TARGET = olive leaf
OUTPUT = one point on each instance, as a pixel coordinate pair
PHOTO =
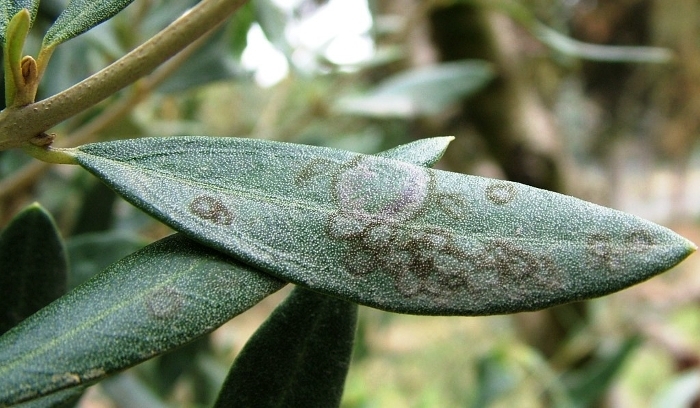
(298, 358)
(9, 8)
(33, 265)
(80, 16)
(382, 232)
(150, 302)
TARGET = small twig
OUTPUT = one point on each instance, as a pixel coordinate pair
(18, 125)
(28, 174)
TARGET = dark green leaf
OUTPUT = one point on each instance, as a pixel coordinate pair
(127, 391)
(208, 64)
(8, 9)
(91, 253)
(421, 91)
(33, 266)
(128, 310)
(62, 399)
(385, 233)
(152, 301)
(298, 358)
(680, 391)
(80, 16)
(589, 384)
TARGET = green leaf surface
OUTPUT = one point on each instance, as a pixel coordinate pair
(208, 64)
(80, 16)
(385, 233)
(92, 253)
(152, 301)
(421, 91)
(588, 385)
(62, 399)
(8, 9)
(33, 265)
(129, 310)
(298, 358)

───

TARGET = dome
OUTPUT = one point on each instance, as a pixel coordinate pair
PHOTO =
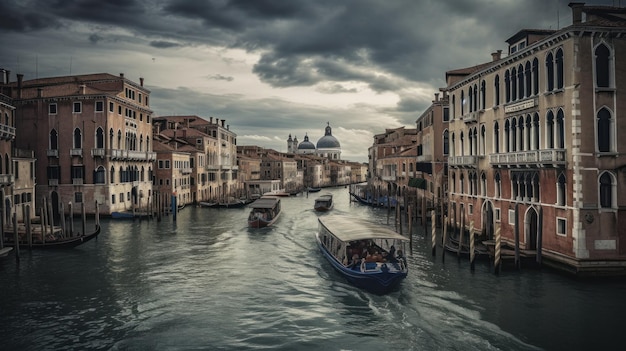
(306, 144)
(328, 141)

───

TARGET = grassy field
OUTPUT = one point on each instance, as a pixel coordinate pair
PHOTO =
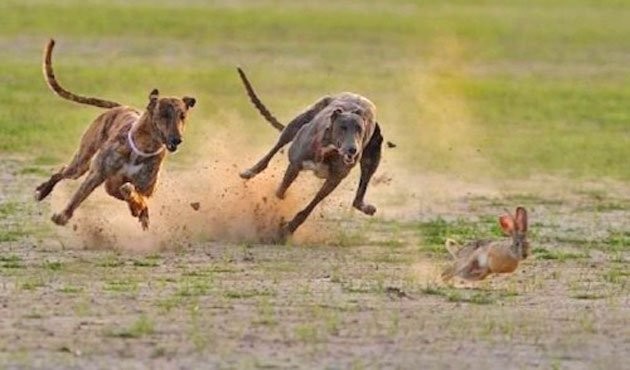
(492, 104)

───

**STATED TASK**:
Return every line above that contains the string "green", matching case exactly.

**REPLY**:
TARGET = dark green leaf
TARGET = green leaf surface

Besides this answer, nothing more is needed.